SUPPLIED DATA:

════

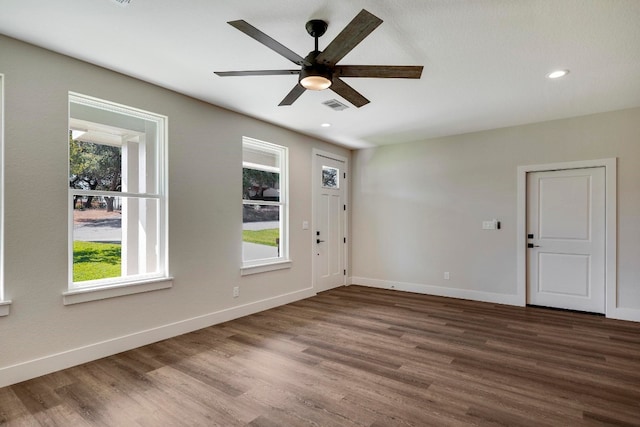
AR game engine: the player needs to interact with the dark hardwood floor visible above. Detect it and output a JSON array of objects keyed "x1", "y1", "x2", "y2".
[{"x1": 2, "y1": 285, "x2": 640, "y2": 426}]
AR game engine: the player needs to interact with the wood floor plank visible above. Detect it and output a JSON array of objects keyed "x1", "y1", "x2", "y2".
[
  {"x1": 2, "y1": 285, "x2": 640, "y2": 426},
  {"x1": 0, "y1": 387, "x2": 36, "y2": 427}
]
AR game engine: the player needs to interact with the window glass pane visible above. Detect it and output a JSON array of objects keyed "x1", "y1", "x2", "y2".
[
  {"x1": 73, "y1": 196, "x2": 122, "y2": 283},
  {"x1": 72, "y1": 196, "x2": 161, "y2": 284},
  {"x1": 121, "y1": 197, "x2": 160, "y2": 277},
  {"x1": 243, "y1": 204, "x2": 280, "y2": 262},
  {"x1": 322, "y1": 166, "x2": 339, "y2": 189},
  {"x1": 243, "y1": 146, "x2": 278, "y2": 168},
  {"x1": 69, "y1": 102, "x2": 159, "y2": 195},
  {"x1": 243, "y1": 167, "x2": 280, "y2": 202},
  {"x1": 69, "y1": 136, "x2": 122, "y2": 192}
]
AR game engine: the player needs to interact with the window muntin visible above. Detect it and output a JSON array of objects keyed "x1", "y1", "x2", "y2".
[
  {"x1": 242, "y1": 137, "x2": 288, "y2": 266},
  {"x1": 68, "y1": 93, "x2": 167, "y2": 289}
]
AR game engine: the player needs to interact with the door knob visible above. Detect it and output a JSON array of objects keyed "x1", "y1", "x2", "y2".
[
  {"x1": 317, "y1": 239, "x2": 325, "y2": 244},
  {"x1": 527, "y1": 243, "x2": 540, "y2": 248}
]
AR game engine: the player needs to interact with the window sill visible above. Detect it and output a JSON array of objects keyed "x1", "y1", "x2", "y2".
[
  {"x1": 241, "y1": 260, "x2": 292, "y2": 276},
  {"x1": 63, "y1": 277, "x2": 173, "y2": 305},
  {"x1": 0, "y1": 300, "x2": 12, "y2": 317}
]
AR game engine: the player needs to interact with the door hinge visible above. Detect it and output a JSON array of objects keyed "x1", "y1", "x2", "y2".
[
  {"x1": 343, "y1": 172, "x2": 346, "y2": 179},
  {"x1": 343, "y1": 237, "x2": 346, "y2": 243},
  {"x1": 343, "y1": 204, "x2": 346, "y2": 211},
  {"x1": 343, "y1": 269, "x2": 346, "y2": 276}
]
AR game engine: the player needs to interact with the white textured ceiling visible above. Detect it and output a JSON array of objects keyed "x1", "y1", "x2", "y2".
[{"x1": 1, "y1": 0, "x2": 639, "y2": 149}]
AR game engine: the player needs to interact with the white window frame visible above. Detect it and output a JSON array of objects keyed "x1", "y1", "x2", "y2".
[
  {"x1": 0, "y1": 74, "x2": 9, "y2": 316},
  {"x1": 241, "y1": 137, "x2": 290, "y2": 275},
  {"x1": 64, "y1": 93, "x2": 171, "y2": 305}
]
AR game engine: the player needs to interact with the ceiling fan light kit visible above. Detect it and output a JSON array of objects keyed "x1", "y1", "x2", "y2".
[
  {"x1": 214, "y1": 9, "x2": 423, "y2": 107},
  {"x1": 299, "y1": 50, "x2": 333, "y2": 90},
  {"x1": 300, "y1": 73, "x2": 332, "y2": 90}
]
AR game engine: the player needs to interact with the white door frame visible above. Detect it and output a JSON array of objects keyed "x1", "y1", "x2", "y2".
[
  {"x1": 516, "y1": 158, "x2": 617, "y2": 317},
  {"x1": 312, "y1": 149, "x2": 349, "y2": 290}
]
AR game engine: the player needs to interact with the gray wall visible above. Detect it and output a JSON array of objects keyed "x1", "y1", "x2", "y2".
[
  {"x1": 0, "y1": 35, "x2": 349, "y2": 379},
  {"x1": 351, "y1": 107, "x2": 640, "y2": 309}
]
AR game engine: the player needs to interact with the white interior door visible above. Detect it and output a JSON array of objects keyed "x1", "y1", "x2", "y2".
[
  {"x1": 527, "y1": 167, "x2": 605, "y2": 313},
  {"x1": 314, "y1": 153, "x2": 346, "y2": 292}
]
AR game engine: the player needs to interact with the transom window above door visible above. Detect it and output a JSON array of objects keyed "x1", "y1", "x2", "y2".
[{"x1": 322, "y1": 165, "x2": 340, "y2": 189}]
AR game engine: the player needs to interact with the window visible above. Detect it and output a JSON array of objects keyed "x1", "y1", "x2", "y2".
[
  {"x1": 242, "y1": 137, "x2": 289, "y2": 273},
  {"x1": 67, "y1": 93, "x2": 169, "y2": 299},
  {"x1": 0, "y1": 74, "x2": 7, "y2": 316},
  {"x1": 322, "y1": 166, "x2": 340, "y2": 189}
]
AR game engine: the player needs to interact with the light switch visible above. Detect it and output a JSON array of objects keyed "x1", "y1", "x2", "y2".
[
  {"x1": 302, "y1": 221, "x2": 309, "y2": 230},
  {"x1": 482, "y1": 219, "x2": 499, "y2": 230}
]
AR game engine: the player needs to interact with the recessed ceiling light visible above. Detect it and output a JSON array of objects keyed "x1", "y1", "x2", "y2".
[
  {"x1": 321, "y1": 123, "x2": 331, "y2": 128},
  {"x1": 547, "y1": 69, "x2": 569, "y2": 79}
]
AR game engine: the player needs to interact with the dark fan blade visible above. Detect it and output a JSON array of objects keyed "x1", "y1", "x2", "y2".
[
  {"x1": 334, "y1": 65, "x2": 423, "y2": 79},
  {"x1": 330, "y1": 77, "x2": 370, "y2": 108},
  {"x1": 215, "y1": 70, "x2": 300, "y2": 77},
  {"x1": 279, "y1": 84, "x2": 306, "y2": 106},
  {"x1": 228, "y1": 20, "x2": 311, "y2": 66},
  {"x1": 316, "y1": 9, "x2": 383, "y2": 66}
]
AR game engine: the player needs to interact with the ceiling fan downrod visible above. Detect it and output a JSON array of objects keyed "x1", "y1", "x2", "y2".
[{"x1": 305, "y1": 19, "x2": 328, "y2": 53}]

════

The reply must consist solely of the lines from the one containing "AR game engine: the player needs to interact with the recessed" through the last line of the data, reproduced exactly.

ANSWER SECTION:
AR game engine: the player needs to interact with the recessed ceiling light visible above. Detect it and output a JSON array of objects keyed "x1", "y1", "x2", "y2".
[
  {"x1": 321, "y1": 123, "x2": 331, "y2": 128},
  {"x1": 547, "y1": 69, "x2": 569, "y2": 79}
]
AR game engine: the player needs to interact with the dark fan blade visible above. Detect it and output a JSON array of objects keyed "x1", "y1", "x2", "y2".
[
  {"x1": 334, "y1": 65, "x2": 423, "y2": 79},
  {"x1": 330, "y1": 77, "x2": 370, "y2": 108},
  {"x1": 215, "y1": 70, "x2": 300, "y2": 77},
  {"x1": 279, "y1": 84, "x2": 306, "y2": 106},
  {"x1": 228, "y1": 20, "x2": 311, "y2": 66},
  {"x1": 316, "y1": 9, "x2": 383, "y2": 66}
]
AR game engine: the player needs to interact with the ceiling fan downrod visible above. Detect it and output a JSON array of objects keyed "x1", "y1", "x2", "y2".
[{"x1": 305, "y1": 19, "x2": 328, "y2": 53}]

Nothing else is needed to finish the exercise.